Brief:
Output every entry exactly, from the first line to the last.

Supplied data:
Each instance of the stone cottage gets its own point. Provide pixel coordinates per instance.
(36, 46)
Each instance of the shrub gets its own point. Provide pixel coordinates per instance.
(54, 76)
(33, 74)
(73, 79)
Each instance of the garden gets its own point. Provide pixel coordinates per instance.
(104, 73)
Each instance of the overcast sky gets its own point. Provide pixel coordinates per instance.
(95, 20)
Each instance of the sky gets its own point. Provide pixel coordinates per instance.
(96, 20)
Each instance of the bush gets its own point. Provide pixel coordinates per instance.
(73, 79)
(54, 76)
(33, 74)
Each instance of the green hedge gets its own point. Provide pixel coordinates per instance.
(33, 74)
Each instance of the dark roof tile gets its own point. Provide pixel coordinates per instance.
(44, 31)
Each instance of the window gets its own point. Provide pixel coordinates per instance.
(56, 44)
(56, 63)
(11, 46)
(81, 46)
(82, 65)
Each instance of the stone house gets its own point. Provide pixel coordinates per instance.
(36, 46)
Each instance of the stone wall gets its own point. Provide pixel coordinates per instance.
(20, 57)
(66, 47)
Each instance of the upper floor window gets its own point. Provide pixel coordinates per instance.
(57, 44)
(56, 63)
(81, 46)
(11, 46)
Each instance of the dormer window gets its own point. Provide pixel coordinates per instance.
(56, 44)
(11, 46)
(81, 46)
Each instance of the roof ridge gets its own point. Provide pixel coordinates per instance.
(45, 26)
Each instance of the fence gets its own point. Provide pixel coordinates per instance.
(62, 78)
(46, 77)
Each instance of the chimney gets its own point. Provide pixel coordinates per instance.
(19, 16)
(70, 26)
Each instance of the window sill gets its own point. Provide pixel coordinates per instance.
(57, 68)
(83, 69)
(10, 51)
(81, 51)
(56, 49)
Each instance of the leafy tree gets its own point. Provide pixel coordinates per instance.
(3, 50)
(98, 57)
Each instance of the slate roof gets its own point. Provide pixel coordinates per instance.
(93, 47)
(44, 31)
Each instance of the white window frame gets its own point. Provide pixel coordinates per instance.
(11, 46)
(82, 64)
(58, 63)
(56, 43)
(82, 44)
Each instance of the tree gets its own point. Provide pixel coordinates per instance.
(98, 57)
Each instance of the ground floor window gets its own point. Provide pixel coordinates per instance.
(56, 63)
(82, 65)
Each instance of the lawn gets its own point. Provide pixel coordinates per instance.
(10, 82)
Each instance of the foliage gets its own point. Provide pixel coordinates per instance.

The completed task:
Each instance of the stone cottage gets its own point. Provide pixel coordinates per instance.
(36, 46)
Each instance of the shrub gets its own point. Provide pixel coordinates per instance.
(54, 76)
(33, 74)
(73, 79)
Each instance of the garden gets its own point. Provide pixel coordinates per instance.
(104, 73)
Each instance of the overcast sky gets its own point. Provide pixel coordinates per instance.
(95, 20)
Each instance of the sky gets its own point. Provide pixel coordinates per instance.
(96, 20)
Each instance of the bush gets its own point. Provide pixel coordinates per instance.
(73, 79)
(54, 76)
(33, 74)
Each instance of the green hedge gets its own point. Provide pixel coordinates per instance.
(33, 74)
Each instance of the dark roof tile gets its own point. Provide pixel coordinates per instance.
(44, 31)
Each instance of the window gets its own point. Provide pixel coordinates per instance.
(56, 44)
(56, 63)
(11, 46)
(81, 46)
(82, 65)
Each instance of the stone house gets its own point. Provide pixel coordinates per instance.
(36, 46)
Each instance of the stone wall gets its own point. Provide pixel coordinates per instance.
(20, 57)
(66, 47)
Each instance of the upper floor window gets its own point. Provide pixel coordinates per instance.
(57, 44)
(56, 63)
(81, 46)
(11, 46)
Each instance of the dormer window gets its own point. Provide pixel coordinates per instance.
(56, 44)
(11, 46)
(81, 46)
Each instance of the roof ridge gets its own point. Provide pixel coordinates per instance.
(45, 26)
Each instance of the fence gets its own point. Provide pixel coordinates per instance.
(62, 78)
(46, 77)
Each instance of the chimney gets its own point. Provide pixel coordinates per instance.
(19, 16)
(70, 26)
Each instance of the window sill gets its own point. Provide pixel coordinates per instance.
(57, 68)
(83, 69)
(10, 51)
(81, 51)
(56, 49)
Each instance of the leafy tree gets its own point. Provide pixel coordinates per instance.
(3, 50)
(98, 57)
Each instance of the slate roof gets its own point. Provide pixel coordinates per instance.
(93, 47)
(44, 31)
Each instance of the white window frame gets its own point. Provide pixel coordinates per instance.
(11, 46)
(82, 64)
(58, 63)
(56, 43)
(82, 44)
Each instance of the tree gets its own point. Provide pixel coordinates per instance.
(98, 57)
Each instance of the ground floor window gets its own point. Provide pixel coordinates per instance.
(56, 63)
(82, 65)
Each instance of the lawn gets its own point. Provide pixel coordinates per instance.
(10, 82)
Each instance of the foliage gets its own point. Provide pixel coordinates per instance.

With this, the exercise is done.